** START Material supplied **
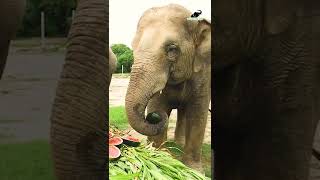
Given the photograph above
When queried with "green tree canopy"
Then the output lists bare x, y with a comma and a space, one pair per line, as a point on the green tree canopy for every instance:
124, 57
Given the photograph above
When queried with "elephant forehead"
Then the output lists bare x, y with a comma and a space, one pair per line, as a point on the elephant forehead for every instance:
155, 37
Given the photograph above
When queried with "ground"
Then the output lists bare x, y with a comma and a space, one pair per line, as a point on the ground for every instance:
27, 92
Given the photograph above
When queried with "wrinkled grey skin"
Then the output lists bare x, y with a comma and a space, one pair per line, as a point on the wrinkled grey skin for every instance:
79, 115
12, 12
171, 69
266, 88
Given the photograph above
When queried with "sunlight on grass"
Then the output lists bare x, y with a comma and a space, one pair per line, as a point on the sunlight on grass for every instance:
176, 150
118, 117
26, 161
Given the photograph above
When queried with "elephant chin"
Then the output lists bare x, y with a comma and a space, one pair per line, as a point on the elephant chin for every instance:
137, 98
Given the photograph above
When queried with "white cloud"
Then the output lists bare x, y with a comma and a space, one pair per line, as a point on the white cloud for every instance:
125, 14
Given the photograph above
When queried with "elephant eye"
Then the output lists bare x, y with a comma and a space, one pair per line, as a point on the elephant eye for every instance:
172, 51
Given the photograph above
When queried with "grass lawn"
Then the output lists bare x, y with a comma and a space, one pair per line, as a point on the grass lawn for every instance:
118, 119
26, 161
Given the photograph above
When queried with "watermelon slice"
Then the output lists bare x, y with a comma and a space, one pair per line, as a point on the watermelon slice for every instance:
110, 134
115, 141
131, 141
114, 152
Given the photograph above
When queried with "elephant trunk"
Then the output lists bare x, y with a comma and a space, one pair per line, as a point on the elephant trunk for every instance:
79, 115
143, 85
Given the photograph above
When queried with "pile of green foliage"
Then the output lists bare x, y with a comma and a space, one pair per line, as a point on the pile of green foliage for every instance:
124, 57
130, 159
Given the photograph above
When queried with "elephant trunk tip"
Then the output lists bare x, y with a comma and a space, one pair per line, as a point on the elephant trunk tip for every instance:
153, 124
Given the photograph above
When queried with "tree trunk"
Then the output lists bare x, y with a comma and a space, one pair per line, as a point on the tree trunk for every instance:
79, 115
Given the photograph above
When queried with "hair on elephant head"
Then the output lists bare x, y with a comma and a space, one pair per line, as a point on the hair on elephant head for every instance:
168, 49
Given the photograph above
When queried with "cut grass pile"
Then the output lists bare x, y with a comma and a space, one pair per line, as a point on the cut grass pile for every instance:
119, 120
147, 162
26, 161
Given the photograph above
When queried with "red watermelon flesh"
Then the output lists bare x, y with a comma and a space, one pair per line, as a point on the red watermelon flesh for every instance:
** END Material supplied **
** START Material supplied **
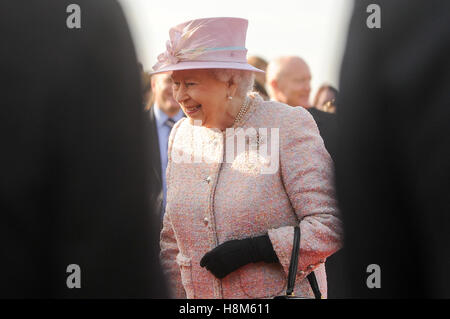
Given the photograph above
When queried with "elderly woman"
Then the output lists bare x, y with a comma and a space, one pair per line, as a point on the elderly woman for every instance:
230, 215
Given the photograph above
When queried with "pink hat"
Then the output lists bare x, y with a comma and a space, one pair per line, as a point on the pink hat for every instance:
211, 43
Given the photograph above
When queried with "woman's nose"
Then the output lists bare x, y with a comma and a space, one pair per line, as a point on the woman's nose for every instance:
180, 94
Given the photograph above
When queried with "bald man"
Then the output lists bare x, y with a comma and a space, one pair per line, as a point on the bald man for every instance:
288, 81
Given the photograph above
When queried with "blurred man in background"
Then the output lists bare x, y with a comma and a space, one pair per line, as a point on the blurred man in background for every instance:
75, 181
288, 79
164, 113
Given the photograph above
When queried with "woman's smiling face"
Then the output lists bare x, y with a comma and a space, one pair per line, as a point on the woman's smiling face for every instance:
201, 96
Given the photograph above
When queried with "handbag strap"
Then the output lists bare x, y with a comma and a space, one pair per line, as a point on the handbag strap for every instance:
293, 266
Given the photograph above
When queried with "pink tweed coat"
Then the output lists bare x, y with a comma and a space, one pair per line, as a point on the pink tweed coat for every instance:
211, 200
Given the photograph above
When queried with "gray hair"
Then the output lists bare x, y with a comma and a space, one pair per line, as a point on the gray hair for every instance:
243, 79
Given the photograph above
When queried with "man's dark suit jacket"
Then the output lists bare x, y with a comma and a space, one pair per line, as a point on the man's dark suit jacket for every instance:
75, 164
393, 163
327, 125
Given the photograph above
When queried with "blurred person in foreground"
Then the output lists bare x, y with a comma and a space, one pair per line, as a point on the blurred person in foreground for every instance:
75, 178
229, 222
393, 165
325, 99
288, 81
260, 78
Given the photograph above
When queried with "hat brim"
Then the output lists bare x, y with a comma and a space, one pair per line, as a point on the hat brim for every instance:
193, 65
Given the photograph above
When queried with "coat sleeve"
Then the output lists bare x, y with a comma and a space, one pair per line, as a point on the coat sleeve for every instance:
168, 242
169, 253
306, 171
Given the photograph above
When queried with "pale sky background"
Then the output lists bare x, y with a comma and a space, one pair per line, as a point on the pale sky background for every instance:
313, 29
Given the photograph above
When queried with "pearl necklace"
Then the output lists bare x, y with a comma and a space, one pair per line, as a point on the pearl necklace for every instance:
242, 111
** END Material supplied **
--- Job ---
List every line in the material above that contains the word "nose".

--- Task response ---
When queried with "woman's nose"
Then the output lists bare x, y with a comma and a space, one pair per line, as a point on the woman's nose for every instance:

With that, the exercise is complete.